(DATA RECORDS)
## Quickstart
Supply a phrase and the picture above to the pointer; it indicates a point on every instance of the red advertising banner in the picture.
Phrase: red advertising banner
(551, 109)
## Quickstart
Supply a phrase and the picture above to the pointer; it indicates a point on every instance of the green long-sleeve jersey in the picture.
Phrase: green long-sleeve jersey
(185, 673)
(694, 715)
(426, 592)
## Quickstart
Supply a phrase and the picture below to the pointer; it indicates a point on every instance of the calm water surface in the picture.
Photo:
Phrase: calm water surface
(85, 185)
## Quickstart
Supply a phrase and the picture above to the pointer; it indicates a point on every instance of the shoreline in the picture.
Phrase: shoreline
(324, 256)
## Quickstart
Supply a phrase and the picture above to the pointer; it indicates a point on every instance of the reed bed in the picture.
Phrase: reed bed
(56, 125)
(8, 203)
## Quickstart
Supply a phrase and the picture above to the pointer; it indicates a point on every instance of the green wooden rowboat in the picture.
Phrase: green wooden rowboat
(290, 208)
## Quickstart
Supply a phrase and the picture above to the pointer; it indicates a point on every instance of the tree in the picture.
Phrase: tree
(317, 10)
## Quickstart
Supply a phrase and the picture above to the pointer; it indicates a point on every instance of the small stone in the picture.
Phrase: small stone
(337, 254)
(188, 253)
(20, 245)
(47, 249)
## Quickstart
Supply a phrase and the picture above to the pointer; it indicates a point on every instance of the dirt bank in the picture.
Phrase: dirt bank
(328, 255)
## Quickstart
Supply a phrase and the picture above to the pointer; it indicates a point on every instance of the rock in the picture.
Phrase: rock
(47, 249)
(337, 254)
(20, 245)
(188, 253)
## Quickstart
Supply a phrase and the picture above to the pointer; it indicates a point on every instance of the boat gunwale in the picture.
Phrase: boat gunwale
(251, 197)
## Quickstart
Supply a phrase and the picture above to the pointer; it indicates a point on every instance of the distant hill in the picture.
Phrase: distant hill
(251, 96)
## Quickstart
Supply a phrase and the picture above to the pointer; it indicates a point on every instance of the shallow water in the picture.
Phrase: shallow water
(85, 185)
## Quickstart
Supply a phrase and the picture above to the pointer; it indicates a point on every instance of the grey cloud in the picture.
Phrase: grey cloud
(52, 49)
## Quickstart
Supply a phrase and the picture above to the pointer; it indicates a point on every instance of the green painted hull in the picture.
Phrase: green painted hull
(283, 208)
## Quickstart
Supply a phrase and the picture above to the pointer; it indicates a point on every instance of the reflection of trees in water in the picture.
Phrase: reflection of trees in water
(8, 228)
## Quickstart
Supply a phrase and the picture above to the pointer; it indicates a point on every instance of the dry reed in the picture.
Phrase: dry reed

(GIVEN EXERCISE) The listing above should be transcribed in full, exactly as written.

(SOLVED EXERCISE)
## Quickstart
Supply a phrase and the picture above to the pointer; it indicates a point on every instance of the red advertising banner in the picture.
Phrase: red advertising banner
(551, 109)
## Quickstart
Supply a phrase and the picture above to the pointer; it indicates a point on every instance of the green long-sleeve jersey in the picture.
Phrase: green long-sleeve jersey
(185, 673)
(694, 715)
(426, 592)
## Quickstart
Supply a phrase and the picture below to the pointer; it indicates a point on every instance of the calm water surface in the picture.
Photo:
Phrase: calm water surface
(85, 185)
## Quickstart
Supply a phrase and the picture above to the pointer; it indicates a point on every instance of the shoreline in the picture.
Phrase: shoreline
(324, 256)
## Quickstart
Supply a phrase and the picture above to the pointer; it indicates a point on every instance of the reed bed in the picture.
Phrase: reed bed
(56, 125)
(8, 203)
## Quickstart
Supply a phrase and the picture above to the pointer; it indicates a point on every instance of the green wooden rowboat in the picture.
Phrase: green wooden rowboat
(290, 208)
## Quickstart
Supply a phrase and the picture above to the pointer; it indicates a point on every instance of the tree in the picture.
Phrase: tree
(317, 10)
## Quickstart
Supply a phrase and the picture above to the pointer; it indicates a point on every instance of the small stone in the picture.
Phrase: small stone
(337, 254)
(188, 253)
(20, 245)
(47, 249)
## Quickstart
Supply a phrase and the picture above to the pointer; it indicates a point on every instance of the dirt bank in the picture.
Phrase: dirt bank
(328, 255)
## Quickstart
Supply a phrase and the picture above to the pointer; it indicates a point on every instance of the rock in the picture.
Phrase: rock
(47, 249)
(337, 254)
(20, 245)
(188, 253)
## Quickstart
Supply a phrase and the picture above to the pointer; it indicates a point on every instance of the boat gunwale in the picture.
Phrase: boat gunwale
(251, 197)
## Quickstart
Supply a phrase and the picture above to the pointer; it indicates a point on every instance of the distant hill in the picture.
Phrase: distant hill
(251, 96)
## Quickstart
Supply a phrase and the picture above to the pointer; it indicates a point on every instance of the shallow water in the picture.
Phrase: shallow water
(85, 185)
## Quickstart
Supply a phrase and the picture above to the pointer; it indicates a point on every instance of the grey cloud in the picture.
Phrase: grey cloud
(52, 49)
## Quickstart
Supply a phrase and the picture above to the pointer; it indicates a point on every instance of the green painted hull in the picture.
Phrase: green painted hull
(283, 208)
## Quickstart
Supply a phrase and the picture above to the pointer; it indicates a point on every instance of the reflection of trees in water in the picture.
Phrase: reflection of trees in water
(8, 228)
## Quickstart
Supply a phrase and the picture above to the pointer; it indicates a point on every instance of the dry reed in the picture.
Phrase: dry reed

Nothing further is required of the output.